Input:
——
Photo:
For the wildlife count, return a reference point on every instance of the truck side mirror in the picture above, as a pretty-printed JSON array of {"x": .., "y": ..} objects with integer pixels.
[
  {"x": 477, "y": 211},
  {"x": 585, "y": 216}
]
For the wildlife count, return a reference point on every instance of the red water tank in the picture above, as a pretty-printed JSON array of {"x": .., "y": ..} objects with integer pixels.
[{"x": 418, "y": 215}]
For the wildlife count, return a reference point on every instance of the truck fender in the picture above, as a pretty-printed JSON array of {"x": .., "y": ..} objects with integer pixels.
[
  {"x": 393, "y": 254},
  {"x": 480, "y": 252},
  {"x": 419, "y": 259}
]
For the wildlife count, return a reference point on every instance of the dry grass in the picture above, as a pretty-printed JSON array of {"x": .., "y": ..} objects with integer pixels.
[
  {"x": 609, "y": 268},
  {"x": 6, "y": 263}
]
——
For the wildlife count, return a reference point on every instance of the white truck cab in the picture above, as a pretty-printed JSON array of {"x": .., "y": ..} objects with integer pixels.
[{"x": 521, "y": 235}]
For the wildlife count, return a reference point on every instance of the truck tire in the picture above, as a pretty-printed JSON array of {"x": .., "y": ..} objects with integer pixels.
——
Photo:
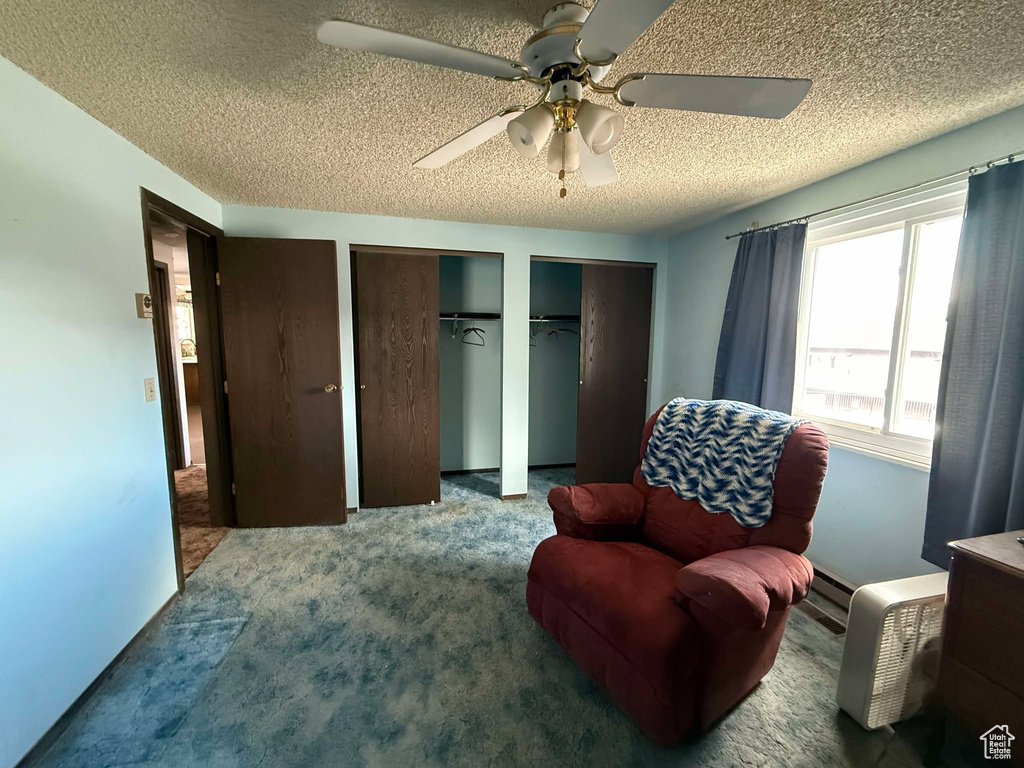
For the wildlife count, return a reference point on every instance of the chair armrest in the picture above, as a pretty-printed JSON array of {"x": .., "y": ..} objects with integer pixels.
——
Instructions to follow: Extract from the records above every line that contains the word "truck", matching its case.

Task response:
For the wildlife count, return a reference point on every instance of the truck side mirror in the picture above, as a pretty-printed JSON array of {"x": .., "y": ..} objects with integer pixels.
For the wildlife count, return a reference point on every instance of the truck fender in the picture above, as a pretty-printed JSON array of {"x": .., "y": ..} objects with integer pixels.
For the wildlife count, return a reference point on every instance of the white truck cab in the picture above, as a pretty-printed JSON array of {"x": .., "y": ..} objects with integer pixels.
For the wildlife count, return a reference point on every instance of the truck tire in the picture above, as a pretty-printed JSON array of {"x": .., "y": ..} objects with integer pixels.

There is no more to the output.